● **APPLY WHAT YOU READ**:
• a. In the power outage passage, on which floor of Iverson Towers does Geraldine Capehart live?
• b. Please continue the power outage passage from its final sentence onward.

The outage in her area, which started about 3 p.m. Saturday and continued throughout Sunday, forced Brown to cancel a late celebration of her birthday, which was Tuesday, the day of the earthquake.
Still, some were not faring well.
Geraldine Capehart lives on the 11th floor of Iverson Towers in Temple Hills. The earthquake had damaged picture frames and photographs in her place; on Saturday night, her carpet was soaked by water that leaked through cracks in the building caused by the quake.
“There are big trash cans in the hallway trying to collect all of the water from the ceiling,” said Capehart, who is blind in her left eye and disabled because of chronic medical problems. “It is depressing. I am trying to stay positive, but it has been a hard week.”
In the Woodley Hills neighborhood in Fairfax County near Mount Vernon, residents heard two big explosions Saturday night, and then the power went out. On Sunday, they discovered several large trees down and sparks flying everywhere.
“It looked like a war zone,” said John Arundel, associate publisher of Washington Life magazine, who moved in two months ago but was decamping to a hotel in the District until power is restored.

● **GIVEN DATA**:
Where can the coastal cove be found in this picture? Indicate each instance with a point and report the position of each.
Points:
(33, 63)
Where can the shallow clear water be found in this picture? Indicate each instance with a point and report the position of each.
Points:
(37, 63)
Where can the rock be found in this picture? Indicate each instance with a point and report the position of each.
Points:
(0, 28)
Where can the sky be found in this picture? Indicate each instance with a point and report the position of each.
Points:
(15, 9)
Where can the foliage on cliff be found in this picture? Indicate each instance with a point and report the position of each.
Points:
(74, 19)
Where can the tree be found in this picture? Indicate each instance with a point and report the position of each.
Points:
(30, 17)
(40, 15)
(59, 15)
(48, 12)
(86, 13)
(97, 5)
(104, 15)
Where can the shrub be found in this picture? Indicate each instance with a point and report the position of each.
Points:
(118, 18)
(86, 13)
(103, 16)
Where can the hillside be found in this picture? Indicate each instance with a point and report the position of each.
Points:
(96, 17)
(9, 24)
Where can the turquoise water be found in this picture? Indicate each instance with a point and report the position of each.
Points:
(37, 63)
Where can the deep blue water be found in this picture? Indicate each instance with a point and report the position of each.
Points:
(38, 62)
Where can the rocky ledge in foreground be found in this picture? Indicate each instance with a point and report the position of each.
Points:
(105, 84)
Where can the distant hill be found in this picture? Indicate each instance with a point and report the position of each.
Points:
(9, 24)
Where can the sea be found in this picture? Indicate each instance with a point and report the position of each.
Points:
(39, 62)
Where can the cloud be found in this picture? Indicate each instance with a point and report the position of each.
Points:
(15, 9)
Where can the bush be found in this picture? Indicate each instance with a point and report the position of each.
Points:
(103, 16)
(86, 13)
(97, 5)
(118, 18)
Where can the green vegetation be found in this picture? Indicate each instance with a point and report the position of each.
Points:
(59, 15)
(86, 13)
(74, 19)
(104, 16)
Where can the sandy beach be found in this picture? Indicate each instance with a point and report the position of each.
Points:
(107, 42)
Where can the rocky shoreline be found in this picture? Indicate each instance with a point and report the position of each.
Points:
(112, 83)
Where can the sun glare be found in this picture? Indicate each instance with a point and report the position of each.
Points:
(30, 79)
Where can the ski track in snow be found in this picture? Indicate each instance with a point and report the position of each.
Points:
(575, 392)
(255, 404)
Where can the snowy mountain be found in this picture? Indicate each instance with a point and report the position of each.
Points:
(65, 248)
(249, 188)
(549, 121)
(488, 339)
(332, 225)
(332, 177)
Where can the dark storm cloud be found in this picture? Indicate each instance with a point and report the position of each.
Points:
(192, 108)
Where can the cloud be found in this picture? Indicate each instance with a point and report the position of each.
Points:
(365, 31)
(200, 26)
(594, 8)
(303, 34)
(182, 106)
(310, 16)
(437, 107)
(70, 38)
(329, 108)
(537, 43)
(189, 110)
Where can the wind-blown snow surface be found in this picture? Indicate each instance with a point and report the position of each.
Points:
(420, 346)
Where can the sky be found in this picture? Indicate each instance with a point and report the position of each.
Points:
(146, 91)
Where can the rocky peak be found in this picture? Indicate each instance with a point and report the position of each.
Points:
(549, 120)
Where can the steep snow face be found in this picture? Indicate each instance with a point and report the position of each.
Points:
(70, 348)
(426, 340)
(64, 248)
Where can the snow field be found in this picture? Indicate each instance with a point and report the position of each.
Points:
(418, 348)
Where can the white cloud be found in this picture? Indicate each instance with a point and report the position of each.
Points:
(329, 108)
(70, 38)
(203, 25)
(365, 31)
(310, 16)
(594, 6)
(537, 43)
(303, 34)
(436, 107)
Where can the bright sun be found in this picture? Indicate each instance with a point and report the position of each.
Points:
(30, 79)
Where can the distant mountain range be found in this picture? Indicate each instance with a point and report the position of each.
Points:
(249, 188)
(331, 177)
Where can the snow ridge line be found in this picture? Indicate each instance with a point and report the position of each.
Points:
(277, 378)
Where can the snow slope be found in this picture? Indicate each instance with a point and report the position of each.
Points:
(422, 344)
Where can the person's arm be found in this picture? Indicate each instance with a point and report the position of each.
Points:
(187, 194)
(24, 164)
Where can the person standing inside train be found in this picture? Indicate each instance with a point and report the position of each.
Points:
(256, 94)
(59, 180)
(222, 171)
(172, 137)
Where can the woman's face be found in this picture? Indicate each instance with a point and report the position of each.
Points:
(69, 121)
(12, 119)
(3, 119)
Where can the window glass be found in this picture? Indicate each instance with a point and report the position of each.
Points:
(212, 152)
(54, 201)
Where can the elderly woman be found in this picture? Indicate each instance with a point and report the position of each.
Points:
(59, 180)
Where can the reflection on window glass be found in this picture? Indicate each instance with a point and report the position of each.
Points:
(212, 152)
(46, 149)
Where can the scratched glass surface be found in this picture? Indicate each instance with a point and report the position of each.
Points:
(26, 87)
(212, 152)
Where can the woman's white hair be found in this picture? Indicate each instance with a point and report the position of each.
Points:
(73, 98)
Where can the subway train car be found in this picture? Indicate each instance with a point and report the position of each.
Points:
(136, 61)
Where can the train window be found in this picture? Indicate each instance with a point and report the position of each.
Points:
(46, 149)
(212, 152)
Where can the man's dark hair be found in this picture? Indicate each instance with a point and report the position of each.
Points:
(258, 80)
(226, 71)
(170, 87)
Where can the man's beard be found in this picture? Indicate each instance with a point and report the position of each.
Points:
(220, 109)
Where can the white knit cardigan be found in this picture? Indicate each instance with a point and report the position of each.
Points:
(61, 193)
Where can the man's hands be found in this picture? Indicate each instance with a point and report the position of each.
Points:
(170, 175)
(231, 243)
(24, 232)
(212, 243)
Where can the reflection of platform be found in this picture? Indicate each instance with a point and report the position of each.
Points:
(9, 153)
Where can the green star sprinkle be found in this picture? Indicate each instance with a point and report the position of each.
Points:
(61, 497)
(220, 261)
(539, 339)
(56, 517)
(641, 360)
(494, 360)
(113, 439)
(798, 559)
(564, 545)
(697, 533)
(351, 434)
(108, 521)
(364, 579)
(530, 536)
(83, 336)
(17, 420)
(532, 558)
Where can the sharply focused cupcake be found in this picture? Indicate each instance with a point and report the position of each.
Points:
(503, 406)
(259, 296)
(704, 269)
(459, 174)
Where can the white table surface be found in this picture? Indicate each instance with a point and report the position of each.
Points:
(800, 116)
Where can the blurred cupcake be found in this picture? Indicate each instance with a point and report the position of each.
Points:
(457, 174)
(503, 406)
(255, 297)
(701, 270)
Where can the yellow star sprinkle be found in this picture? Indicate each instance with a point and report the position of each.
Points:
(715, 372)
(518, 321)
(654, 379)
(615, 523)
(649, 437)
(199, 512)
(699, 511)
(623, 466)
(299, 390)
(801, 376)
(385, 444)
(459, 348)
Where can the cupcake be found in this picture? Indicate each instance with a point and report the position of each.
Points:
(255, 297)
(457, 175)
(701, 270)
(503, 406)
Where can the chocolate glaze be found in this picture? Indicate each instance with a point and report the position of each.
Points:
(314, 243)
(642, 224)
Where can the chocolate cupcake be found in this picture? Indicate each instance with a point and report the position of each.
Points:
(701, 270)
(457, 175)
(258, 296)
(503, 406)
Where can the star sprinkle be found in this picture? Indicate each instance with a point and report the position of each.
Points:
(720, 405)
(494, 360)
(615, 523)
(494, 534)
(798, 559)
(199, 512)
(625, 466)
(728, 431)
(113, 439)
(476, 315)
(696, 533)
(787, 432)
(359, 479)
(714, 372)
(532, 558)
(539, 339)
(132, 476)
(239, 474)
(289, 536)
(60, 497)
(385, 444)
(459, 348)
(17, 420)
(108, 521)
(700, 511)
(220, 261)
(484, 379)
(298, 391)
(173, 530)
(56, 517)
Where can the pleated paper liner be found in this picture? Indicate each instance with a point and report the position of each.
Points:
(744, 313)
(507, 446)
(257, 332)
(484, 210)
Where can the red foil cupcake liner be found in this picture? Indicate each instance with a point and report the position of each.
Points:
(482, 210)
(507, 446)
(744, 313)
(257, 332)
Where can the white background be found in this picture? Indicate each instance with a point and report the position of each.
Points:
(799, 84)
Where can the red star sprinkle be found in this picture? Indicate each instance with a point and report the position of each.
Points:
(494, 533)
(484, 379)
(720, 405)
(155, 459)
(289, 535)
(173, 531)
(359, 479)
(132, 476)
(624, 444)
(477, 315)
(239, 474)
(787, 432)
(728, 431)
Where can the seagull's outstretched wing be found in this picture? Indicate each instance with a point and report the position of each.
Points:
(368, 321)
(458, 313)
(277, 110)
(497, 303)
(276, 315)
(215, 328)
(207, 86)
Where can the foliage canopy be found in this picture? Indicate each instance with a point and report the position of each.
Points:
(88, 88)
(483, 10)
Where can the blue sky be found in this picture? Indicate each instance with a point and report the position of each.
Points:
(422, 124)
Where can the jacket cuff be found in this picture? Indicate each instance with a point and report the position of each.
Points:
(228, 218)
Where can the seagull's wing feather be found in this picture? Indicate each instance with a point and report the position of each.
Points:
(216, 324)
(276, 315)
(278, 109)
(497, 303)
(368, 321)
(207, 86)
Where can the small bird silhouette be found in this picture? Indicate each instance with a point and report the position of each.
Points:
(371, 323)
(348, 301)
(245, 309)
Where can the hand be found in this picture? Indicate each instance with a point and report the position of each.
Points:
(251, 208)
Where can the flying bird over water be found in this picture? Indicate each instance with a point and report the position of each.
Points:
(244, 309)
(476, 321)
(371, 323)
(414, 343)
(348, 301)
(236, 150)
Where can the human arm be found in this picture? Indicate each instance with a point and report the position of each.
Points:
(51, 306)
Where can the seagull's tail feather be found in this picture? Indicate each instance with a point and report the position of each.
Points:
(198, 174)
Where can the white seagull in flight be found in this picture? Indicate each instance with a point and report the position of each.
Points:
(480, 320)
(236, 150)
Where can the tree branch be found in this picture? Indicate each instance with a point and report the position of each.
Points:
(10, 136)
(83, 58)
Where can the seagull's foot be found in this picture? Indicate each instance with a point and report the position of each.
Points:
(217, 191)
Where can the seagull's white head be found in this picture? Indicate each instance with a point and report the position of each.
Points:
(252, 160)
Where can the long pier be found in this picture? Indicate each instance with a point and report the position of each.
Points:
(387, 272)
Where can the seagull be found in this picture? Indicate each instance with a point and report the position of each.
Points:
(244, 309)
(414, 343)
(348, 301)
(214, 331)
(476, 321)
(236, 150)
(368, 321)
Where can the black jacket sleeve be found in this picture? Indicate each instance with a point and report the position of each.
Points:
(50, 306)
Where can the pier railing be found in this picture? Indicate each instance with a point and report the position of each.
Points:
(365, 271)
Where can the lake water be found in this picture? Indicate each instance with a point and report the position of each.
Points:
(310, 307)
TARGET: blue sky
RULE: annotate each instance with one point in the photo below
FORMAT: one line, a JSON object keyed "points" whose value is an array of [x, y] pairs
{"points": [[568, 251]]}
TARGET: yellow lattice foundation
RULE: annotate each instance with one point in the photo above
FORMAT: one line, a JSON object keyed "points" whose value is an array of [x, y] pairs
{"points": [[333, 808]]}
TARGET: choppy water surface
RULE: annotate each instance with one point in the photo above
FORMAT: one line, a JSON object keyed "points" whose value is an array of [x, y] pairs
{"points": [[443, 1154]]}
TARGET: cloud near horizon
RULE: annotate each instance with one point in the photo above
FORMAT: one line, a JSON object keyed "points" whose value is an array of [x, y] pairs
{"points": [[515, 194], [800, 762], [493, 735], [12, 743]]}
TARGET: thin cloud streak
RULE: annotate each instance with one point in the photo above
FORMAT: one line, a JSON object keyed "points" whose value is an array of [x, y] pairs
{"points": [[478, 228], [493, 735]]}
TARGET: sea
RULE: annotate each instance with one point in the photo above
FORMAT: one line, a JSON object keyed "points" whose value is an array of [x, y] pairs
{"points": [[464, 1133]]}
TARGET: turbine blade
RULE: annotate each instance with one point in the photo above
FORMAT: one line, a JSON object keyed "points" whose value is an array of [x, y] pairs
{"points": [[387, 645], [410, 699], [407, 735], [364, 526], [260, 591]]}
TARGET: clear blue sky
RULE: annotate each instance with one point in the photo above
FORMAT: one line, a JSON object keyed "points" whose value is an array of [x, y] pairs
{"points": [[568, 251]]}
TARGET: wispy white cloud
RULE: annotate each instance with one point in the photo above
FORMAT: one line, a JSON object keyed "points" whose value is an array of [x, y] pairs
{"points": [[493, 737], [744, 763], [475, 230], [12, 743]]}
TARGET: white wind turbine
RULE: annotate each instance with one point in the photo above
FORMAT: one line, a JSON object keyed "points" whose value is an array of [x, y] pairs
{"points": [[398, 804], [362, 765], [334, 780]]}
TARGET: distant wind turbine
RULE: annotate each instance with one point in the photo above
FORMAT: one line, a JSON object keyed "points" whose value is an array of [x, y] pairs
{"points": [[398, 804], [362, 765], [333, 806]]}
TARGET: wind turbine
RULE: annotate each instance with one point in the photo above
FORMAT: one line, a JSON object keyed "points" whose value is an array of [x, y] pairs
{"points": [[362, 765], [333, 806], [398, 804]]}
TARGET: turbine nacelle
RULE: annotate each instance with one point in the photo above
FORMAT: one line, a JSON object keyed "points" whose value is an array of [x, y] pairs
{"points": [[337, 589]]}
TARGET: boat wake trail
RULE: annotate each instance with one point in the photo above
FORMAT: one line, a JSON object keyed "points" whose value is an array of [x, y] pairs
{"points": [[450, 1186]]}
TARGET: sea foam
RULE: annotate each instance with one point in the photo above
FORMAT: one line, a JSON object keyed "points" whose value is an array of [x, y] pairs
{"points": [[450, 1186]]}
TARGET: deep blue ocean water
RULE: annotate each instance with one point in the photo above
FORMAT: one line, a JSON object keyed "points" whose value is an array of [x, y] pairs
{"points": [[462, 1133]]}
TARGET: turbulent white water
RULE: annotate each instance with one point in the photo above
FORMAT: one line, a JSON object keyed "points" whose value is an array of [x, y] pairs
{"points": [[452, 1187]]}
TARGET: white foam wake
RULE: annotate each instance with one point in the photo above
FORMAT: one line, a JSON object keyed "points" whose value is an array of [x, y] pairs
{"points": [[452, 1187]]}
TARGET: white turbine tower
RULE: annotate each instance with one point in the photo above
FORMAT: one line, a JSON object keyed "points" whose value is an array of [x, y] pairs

● **SOLVED TASKS**:
• a. The 11th floor.

• b.
In eastern Silver Spring — another place where the power was out Sunday — Maggy Sterner and her neighbors looked at the ruins of Sterner’s home. A large tree nearly split the house in two.
Sterner, a 56-year-old Web and technology consultant, said she “just happened not to be in bed, by accident” when the tree fell at 2 a.m. Sunday. Otherwise, she might have been seriously injured or killed.
Family members, friends and neighbors who gathered on Sterner’s front yard tried to console her.
“These trees are such an asset to our neighborhood,” said Rebecca Willis, a neighbor. “But they are also so dangerous.”
In the District, damage was limited to power outages and 40 to 50 downed trees and limbs throughout the city, said Mayor Vincent C. Gray (D), who visited nearly a dozen sites where damage was considered to be the most severe.
As Gray talked to residents on Chesapeake Street NW, Susan Absher and her husband, Bob Hohl, moved limbs from their yard to the curb. They would have to await a city crane to remove the 100-year-old tree that toppled onto the home they’ve lived in for eight years.
“It was 1:30 in the morning. All of a sudden, a huge crash woke us up,” said Absher, who recently had the gutters repaired on the house. “There’s a hole in the roof. My husband says it’s about a foot wide.”
At Idaho and Quebec streets NW, a tree and a utility pole uprooted by the storm blocked the entrance to a house. They had landed crisscross on an outdoor stairway, like pickup sticks. “This is the worst I’ve seen, but I can’t say that it’s the worst in the city,” said Millicent West, director of the city’s Homeland Security and Emergency Management Agency.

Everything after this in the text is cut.